_Excerpted records_
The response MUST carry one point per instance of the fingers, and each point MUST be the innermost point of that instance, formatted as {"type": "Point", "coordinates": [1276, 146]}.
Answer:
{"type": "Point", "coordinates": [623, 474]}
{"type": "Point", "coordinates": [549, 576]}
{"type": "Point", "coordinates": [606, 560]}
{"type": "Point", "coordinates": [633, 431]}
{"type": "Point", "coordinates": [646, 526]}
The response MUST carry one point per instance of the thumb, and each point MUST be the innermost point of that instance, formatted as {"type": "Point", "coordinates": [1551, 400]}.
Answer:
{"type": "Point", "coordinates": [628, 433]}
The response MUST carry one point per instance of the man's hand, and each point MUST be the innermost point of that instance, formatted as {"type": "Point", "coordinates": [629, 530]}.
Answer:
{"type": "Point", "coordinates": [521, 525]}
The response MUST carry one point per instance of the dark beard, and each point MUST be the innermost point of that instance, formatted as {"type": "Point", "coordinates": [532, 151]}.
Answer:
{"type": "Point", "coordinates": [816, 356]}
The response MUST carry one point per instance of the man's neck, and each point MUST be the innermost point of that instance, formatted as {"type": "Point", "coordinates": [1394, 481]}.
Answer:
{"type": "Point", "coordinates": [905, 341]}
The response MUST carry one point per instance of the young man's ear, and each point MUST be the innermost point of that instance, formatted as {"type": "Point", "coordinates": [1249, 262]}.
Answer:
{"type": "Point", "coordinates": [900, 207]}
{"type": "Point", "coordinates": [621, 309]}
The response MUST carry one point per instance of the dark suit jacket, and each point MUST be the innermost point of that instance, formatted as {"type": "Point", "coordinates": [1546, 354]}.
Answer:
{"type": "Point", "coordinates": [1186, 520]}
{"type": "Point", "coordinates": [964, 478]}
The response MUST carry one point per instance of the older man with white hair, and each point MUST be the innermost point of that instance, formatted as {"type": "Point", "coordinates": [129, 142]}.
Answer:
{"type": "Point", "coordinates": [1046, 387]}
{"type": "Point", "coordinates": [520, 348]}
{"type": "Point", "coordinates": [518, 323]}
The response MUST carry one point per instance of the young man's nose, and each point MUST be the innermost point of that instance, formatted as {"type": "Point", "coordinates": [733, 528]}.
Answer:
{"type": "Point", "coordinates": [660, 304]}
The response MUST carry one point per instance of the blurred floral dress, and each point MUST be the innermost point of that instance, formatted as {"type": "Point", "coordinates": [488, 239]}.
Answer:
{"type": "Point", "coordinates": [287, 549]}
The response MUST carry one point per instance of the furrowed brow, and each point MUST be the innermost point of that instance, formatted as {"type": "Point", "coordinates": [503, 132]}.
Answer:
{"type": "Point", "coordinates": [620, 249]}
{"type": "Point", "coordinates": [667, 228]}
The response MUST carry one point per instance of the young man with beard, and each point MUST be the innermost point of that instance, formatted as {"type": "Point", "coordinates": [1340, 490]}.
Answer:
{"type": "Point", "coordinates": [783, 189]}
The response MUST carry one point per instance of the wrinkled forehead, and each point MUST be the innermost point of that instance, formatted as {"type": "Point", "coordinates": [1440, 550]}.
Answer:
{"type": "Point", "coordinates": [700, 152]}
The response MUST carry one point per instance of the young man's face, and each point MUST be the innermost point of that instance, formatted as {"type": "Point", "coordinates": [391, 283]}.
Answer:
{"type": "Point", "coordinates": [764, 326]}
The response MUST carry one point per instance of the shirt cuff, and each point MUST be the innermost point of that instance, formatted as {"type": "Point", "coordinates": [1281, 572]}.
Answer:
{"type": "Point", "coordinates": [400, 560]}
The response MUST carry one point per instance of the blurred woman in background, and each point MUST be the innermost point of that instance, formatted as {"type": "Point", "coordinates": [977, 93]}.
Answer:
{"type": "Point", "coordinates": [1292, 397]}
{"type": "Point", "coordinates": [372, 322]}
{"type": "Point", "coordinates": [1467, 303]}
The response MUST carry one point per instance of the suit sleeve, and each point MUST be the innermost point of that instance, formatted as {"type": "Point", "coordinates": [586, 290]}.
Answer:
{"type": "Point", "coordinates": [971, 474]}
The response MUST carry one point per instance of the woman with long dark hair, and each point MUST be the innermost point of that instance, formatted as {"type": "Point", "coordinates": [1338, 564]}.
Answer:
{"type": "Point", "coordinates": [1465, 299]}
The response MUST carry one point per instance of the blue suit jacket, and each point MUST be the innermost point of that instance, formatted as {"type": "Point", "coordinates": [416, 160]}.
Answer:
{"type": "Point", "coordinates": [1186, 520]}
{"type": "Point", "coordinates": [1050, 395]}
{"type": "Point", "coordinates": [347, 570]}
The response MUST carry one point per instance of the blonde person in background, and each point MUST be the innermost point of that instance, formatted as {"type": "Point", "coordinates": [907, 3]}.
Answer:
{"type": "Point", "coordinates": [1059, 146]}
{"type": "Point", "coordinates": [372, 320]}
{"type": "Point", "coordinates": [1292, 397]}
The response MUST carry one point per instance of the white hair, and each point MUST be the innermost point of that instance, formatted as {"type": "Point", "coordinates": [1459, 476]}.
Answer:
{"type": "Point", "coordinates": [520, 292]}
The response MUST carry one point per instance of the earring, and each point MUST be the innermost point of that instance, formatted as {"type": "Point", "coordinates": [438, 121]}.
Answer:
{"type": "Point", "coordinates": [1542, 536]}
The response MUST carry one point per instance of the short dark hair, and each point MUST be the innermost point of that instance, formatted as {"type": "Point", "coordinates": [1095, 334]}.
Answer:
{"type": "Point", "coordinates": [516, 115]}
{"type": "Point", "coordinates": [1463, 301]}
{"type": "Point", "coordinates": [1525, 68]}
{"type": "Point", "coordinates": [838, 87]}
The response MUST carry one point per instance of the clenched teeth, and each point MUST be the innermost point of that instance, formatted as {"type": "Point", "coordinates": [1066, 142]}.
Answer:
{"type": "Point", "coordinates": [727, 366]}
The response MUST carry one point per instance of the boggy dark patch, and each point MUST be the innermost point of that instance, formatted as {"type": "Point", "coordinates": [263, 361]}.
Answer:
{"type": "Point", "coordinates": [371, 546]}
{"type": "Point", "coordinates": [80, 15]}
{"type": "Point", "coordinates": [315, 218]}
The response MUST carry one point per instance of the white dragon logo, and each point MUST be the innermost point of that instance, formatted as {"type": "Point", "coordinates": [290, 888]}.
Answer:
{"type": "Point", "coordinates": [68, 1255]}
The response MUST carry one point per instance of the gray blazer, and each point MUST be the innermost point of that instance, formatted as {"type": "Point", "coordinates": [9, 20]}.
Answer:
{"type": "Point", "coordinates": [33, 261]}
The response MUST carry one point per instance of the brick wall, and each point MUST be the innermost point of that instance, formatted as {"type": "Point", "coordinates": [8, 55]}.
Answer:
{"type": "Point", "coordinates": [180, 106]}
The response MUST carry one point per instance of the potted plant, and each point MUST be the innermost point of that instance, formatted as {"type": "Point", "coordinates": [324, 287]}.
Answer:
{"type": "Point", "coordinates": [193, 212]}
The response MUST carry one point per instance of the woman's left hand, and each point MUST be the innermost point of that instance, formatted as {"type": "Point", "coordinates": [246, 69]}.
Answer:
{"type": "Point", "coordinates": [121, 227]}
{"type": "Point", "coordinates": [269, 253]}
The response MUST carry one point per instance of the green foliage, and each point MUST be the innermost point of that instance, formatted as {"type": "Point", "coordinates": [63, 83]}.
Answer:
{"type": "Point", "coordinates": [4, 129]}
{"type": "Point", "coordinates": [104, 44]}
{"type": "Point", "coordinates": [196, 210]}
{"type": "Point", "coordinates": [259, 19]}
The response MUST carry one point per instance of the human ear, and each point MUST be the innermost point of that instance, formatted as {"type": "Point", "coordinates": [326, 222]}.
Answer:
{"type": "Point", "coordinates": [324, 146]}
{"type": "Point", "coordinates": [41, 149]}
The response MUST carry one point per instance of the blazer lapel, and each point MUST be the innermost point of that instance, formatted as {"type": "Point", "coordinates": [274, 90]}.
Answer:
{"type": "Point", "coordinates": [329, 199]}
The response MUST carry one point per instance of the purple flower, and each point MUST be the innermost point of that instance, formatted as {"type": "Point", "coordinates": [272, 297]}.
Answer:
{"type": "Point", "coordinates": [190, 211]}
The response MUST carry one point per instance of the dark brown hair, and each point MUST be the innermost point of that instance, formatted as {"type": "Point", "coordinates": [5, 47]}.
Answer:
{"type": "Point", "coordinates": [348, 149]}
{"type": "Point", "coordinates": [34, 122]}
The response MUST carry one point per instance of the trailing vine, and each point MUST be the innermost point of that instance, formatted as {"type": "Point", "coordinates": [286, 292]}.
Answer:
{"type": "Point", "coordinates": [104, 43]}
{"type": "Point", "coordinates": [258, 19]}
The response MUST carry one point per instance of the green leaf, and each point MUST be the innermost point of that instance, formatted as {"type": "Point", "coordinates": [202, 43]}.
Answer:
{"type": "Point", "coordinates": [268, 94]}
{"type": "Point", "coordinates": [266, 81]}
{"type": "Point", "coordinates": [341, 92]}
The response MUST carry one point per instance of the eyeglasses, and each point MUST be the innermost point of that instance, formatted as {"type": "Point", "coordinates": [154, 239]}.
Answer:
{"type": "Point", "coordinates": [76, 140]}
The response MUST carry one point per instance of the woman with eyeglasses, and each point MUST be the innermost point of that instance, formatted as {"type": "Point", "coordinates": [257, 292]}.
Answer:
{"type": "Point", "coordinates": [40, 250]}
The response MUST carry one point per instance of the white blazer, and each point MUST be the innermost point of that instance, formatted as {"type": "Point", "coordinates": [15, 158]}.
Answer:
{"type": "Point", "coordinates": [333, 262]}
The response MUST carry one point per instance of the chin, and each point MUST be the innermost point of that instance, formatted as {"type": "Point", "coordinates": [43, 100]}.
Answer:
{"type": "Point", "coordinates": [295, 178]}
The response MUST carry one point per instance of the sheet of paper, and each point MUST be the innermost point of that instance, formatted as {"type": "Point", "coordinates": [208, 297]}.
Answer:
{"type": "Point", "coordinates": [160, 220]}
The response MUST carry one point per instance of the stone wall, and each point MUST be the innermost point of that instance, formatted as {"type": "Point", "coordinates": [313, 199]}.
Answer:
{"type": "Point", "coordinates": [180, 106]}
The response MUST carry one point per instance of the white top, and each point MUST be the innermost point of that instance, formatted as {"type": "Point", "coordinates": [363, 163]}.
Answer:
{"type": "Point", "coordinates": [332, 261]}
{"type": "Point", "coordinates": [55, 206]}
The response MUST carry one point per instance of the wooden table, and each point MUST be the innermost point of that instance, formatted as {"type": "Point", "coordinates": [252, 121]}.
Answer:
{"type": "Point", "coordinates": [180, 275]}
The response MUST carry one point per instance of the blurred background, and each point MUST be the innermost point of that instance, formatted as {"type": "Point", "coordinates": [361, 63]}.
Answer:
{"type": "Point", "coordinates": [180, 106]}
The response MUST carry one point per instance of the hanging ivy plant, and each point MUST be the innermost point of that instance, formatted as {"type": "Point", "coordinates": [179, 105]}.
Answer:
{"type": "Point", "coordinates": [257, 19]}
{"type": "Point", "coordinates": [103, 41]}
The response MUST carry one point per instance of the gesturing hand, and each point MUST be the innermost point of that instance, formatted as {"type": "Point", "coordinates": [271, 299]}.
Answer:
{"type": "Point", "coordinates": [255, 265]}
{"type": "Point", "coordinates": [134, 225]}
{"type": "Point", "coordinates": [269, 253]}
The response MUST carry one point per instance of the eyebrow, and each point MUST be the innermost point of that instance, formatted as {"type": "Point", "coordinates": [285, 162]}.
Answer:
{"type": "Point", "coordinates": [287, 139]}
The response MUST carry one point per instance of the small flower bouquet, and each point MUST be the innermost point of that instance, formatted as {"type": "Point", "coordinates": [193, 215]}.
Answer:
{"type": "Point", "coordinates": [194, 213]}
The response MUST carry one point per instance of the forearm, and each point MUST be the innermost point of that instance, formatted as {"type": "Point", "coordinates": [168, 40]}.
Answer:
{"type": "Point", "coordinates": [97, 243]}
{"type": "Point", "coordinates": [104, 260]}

_Activity_
Go through the listing above and copy each line where the string "beard" appears.

_Solution to this task_
The response MUST carry one point per instance of the dark beard, and each point MUST be the innermost point of that instance, formatted as {"type": "Point", "coordinates": [532, 151]}.
The response MUST carry one point per instance of the young man with beard, and each point MUST be the innermost point of that instance, formatted as {"type": "Point", "coordinates": [1340, 490]}.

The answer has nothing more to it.